DOCUMENT PASSAGE:
Gross profit as a percentage of net revenue, or gross margin, increased to 33.0% in the three months ended June 30, 2002 and 33.6% for the six months, from 30.5% and 31.2% in the comparable periods in 2001. The increase in gross margins was primarily due to an increase in the proportion of redeployed equipment we sold, which generally has higher gross margins than new equipment. Gross margin attributable to new equipment sales decreased to 16.1% in the three months ended June 30, 2002 and 17.5% for the six months, from 19.9% and 20.4% in the comparable periods in 2001. The decrease in gross margin attributable to new equipment sales was due primarily to the competitive pricing pressures from OEMs, resulting from the slowdown of the economy in 2001 continuing into 2002. We believe these gross margins will continue to fluctuate depending upon the mix of the new equipment we sell and the competitive pricing pressures from OEMs. Gross margin attributable to redeployed equipment sales decreased to 38.4% in the three months ended June 30, 2002 and 40.0% for the six months from 39.4% and 42.1% in the comparable period in 2001. The decrease in gross margin attributable to redeployed equipment sales was due primarily to increased price pressure on redeployed equipment due to the reduction of new equipment prices by OEMs caused by the downturn in the telecommunications industry in 2001 and continuing into the first six months of 2002. We believe that gross margins attributable to redeployed equipment sales may continue to fluctuate depending upon the mix of redeployed equipment we sell, our ability to procure inventory at favorable prices, and the pace of recovery of the economy in general and the telecommunications industry, in particular.
 
Sales and Marketing.    Sales and marketing expenses consist primarily of salaries, commissions and benefits for sales, marketing and procurement employees as well as costs associated with advertising, promotions and our e-commerce initiative. A majority of our sales and marketing expenses are incurred in connection with establishing and maintaining long-term relationships with a variety of operators. Sales and marketing expenses increased to $8.3 million or 16.9% of net revenue in the three months ended June 30, 2002 and to $15.6 million or 15.0% of net revenue for the six months, from $6.0 million or 10.1% of net revenue and $12.0 million or 11.2% in the comparable periods in 2001. This increase was primarily due to sales and procurement salaries and commissions of $2.5 million, increased travel of $541,000, and increased product marketing efforts at trade shows of $258,000. We believe that our sales and marketing expenses may continue to increase in absolute dollars as we expand our equipment and service offerings and pay commissions consistent with increased gross profit, although such expenses may vary as a percentage of net revenue.

PARTS OF THE EXERCISE:
[1] Decide whether each statement agrees with the financial passage, answering yes or no and quoting the words that settle it: (a) Gross margin on new equipment sales rose in the three months ended June 30, 2002. (b) Sales and marketing expenses were $8.3 million in the three months ended June 30, 2002. (c) Redeployed equipment generally carries higher gross margins than new equipment.
[2] Turn the paragraph of the financial passage that begins "Sales and Marketing." into a short bulleted list that keeps its main facts.
[3] Write the next part of the financial passage, picking up after its final sentence.
The rows are not needed for anything here.

DATA:
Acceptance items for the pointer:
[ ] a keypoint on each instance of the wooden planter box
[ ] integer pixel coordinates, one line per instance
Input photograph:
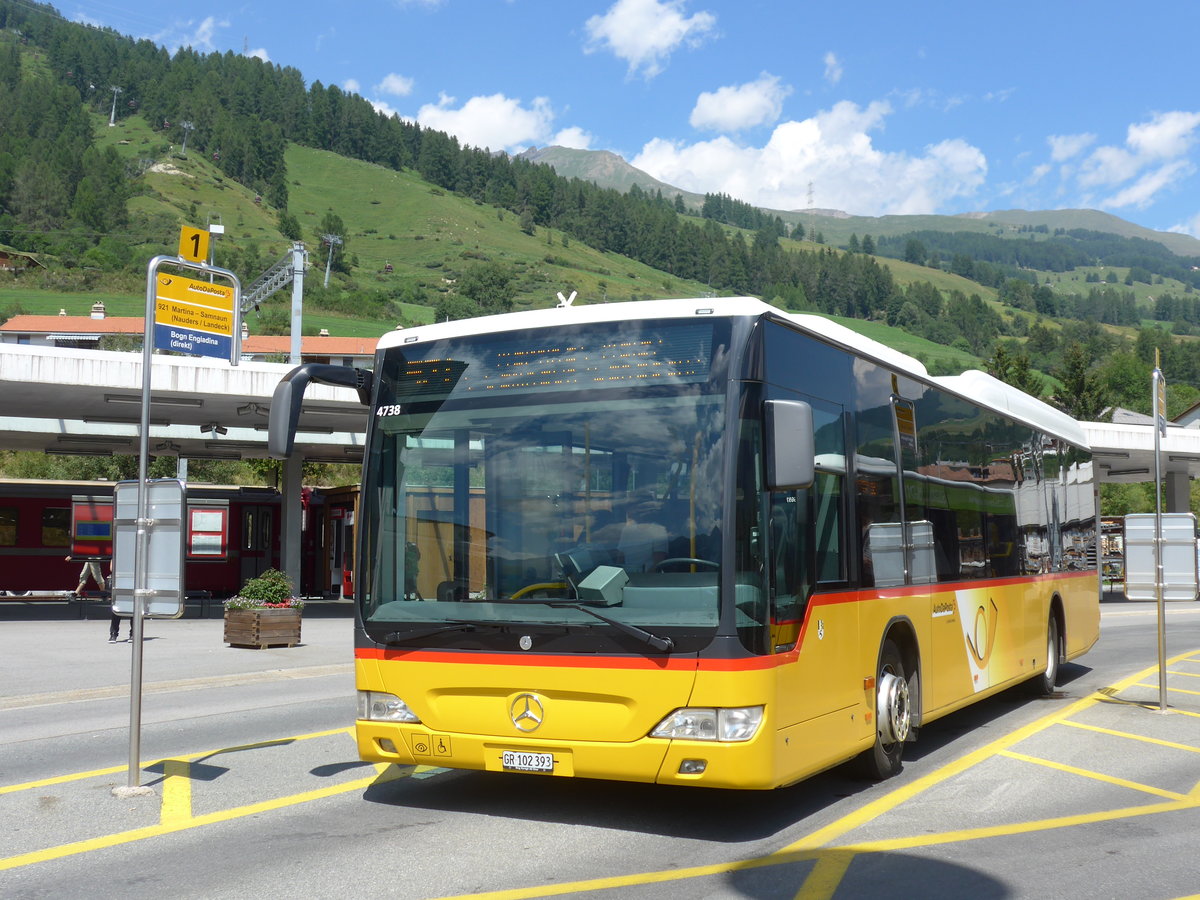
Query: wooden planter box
(263, 628)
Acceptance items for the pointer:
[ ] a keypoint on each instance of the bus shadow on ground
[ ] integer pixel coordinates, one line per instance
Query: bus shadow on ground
(949, 729)
(690, 813)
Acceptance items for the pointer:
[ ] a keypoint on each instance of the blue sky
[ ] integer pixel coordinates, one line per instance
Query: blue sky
(867, 107)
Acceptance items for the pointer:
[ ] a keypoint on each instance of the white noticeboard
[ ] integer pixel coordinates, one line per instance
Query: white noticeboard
(1179, 557)
(165, 547)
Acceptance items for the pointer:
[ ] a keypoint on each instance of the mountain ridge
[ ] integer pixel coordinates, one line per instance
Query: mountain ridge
(609, 169)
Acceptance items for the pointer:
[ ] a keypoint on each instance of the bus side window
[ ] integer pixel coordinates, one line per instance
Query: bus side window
(827, 527)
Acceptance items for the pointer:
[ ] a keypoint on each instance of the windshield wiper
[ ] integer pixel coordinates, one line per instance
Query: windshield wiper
(451, 625)
(659, 643)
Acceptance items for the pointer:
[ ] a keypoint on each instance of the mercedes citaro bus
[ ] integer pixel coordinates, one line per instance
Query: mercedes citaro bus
(697, 543)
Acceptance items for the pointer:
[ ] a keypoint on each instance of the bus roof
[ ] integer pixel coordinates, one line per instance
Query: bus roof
(975, 385)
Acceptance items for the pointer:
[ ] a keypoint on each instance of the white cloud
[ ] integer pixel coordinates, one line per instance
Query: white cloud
(387, 109)
(743, 106)
(496, 121)
(1168, 135)
(1191, 226)
(573, 137)
(646, 33)
(395, 84)
(199, 36)
(834, 151)
(1065, 147)
(1143, 191)
(833, 67)
(1152, 160)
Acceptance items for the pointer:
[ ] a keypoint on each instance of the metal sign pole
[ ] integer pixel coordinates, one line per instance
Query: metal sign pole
(1159, 388)
(192, 258)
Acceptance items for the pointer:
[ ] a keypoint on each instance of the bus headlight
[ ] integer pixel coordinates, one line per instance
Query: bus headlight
(382, 707)
(706, 724)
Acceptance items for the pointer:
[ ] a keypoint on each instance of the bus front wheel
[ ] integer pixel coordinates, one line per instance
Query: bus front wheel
(893, 717)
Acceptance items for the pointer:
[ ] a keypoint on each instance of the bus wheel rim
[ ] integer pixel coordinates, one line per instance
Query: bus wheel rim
(893, 713)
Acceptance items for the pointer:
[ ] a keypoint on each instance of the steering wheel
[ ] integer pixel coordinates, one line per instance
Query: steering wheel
(687, 561)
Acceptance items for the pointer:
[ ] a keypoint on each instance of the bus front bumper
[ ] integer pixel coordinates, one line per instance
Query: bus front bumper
(743, 765)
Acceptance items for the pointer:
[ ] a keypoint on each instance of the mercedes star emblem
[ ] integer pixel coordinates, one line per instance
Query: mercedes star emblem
(527, 712)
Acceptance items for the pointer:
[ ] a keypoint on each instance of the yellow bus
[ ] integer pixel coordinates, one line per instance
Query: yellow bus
(699, 543)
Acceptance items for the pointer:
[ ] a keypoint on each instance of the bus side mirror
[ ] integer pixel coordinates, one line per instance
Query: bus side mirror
(288, 397)
(791, 449)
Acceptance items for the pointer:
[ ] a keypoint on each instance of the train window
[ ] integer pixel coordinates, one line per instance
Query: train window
(57, 527)
(7, 526)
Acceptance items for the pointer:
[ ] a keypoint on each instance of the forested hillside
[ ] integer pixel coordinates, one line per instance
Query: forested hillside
(1073, 304)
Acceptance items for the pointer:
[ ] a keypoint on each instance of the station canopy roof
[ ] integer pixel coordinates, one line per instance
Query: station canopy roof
(89, 402)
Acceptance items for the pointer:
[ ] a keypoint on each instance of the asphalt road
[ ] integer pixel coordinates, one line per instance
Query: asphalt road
(258, 790)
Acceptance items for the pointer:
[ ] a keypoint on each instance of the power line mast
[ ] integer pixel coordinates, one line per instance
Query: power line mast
(112, 117)
(331, 240)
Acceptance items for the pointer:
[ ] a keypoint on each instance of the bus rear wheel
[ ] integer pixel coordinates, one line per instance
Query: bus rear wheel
(893, 717)
(1043, 685)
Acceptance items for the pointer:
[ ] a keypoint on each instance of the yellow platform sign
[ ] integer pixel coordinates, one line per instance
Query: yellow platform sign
(193, 244)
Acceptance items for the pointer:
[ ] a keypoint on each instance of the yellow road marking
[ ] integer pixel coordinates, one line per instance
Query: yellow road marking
(114, 769)
(1143, 738)
(177, 792)
(1095, 775)
(832, 862)
(1007, 831)
(826, 876)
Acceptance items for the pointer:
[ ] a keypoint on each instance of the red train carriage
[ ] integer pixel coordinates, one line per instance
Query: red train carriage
(48, 528)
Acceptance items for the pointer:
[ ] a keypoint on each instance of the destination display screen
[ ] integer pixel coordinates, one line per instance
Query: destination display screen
(598, 357)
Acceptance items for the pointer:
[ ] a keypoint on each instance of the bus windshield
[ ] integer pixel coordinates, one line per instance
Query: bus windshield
(561, 487)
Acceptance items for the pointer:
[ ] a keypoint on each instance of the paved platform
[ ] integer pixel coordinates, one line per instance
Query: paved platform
(61, 648)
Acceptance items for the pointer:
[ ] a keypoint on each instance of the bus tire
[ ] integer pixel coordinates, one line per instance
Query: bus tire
(893, 717)
(1043, 685)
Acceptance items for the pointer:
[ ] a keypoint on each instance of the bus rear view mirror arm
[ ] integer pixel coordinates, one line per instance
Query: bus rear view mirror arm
(288, 399)
(790, 444)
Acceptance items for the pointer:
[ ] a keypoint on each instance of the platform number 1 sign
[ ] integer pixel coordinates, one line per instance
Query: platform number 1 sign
(193, 244)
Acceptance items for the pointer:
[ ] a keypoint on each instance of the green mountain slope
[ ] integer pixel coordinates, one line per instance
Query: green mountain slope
(607, 169)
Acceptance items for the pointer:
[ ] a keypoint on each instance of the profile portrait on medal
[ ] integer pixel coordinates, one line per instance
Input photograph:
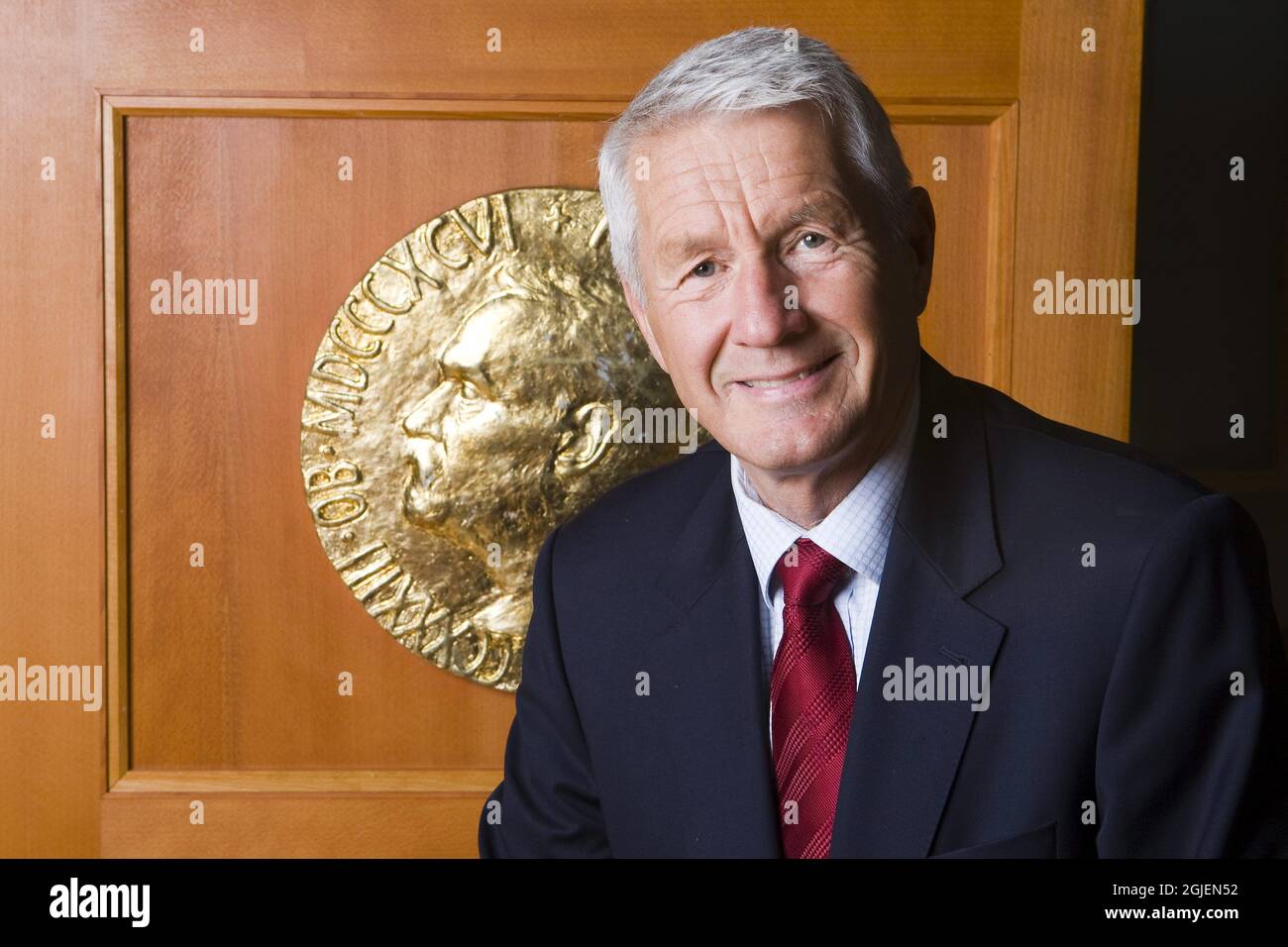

RESPONSES:
[1]
(a) No: "Gross margin attributable to new equipment sales decreased to 16.1% in the three months ended June 30, 2002"
(b) Yes: "Sales and marketing expenses increased to $8.3 million or 16.9% of net revenue in the three months ended June 30, 2002"
(c) Yes: "redeployed equipment we sold, which generally has higher gross margins than new equipment"

[2]
- Expenses covered: salaries, commissions and benefits for sales, marketing and procurement employees, plus advertising, promotions and the e-commerce initiative.
- Most of these expenses go toward building and keeping long-term relationships with operators.
- Three months ended June 30, 2002: $8.3 million (16.9% of net revenue), up from $6.0 million (10.1%) in 2001.
- Six months: $15.6 million (15.0% of net revenue), up from $12.0 million (11.2%) in 2001.
- Main causes of the increase:
  - sales and procurement salaries and commissions of $2.5 million
  - travel of $541,000
  - trade show marketing of $258,000
- Outlook: expenses may keep rising in absolute dollars as equipment and service offerings expand and commissions track gross profit, though they may vary as a percentage of net revenue.

[3]
 
General and Administrative.    General and administrative expenses consist principally of salary and benefit costs for executive and administrative personnel, professional fees, and facility costs. General and administrative expenses increased to $6.6 million or 13.4% of net revenue in the three months ended June 30, 2002 and $12.1 million or 11.6% of net revenue for the six months, from $4.9 million or 8.1% of net revenue and $9.8 million or 9.0% of net revenue in the comparable periods in 2001. This increase was due primarily to increased salaries of $684,000, recruiting and relocation of $540,000 as we continued to strengthen our management team and an increase in depreciation of $578,000 associated with the increases in capitalized assets from new leasehold facilities and related assets as we expand our operating locations and from information technology initiatives. We believe that general and administrative expenses may increase in the future in absolute dollar terms as we continue to expand our operations, although such expenses may vary as a percentage of net revenue.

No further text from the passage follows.